*Task description*.
Lines before the one containing "Excuse me — can you help locate the pink" in the records below are to be left out; that line and all after it, through the end, are to be retyped exactly.

Content starts

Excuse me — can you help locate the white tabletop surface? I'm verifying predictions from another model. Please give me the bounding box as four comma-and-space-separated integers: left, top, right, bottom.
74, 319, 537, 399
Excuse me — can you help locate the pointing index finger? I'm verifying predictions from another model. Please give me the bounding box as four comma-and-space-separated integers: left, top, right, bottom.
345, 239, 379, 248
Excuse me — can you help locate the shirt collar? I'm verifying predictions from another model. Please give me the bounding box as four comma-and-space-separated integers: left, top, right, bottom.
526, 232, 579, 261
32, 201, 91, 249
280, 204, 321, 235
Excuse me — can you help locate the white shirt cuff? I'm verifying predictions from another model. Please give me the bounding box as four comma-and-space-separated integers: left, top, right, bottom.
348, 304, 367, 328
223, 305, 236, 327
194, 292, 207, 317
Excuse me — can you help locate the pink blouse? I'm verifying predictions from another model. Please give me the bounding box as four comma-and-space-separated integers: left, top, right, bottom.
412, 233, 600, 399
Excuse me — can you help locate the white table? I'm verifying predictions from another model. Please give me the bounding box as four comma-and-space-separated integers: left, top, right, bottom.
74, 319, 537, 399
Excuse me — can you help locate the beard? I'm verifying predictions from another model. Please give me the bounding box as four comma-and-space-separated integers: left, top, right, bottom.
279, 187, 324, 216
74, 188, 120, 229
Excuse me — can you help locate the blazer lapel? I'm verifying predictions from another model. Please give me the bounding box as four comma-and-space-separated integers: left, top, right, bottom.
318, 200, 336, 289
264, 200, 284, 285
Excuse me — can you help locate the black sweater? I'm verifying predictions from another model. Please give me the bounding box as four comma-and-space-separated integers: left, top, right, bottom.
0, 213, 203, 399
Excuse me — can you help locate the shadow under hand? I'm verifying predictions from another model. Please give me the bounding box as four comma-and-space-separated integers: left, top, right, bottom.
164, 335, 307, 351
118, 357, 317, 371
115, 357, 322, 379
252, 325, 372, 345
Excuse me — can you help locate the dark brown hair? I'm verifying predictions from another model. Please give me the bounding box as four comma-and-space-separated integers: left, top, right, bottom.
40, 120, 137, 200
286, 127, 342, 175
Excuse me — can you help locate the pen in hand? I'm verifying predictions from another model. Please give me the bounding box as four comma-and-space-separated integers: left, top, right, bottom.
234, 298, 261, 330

Content ends

*Solution for this exercise*.
Excuse me — can you help locate the pink blouse? I'm verifying predictions from another model. Please give me the bounding box as four comma-and-space-separated integers: left, top, right, bottom.
412, 233, 600, 399
Excuse me — can you help locate the white table? I'm verifying predictions from another model. Please give me the bounding box as four comma-and-space-separated integers: left, top, right, bottom.
74, 319, 537, 399
Excuse me — can you help locate the beard? I'm verifying predictions from another model. Please give me the bounding box as four comma-and-space-separated integers: left, top, right, bottom.
279, 187, 324, 216
74, 188, 120, 229
Excuse me — can you help locate the blazer lapel? I'm verifying predictions from another model. Please give me the bounding box as four comma-and-space-separated integers: left, top, right, bottom.
318, 200, 336, 289
264, 200, 284, 285
Excuse me — can you help locate the black sweater? I'm verifying predictions from another model. Please give me the bounding box as four comma-and-space-separated integers: left, top, right, bottom.
0, 213, 203, 399
Excuse me — can you help locate the shadow under hand? I'm verifying predictions from another model. Please give me the bounding box as four comma-and-space-separated integers: left, top, right, bottom.
164, 335, 307, 351
118, 357, 317, 371
115, 357, 322, 379
252, 325, 372, 345
Excuse me — can you help locate the dark brown hair? I'm verifying predictions from another model. Please give me the bounding box as four comma-and-space-separated integers: left, top, right, bottom.
40, 120, 137, 200
286, 127, 342, 175
Excuse me — can you help locate the pen in hand? I'm verifying predictions from another model. Please give me the bounding box as four comma-and-space-separated integers: left, top, right, bottom.
234, 298, 261, 330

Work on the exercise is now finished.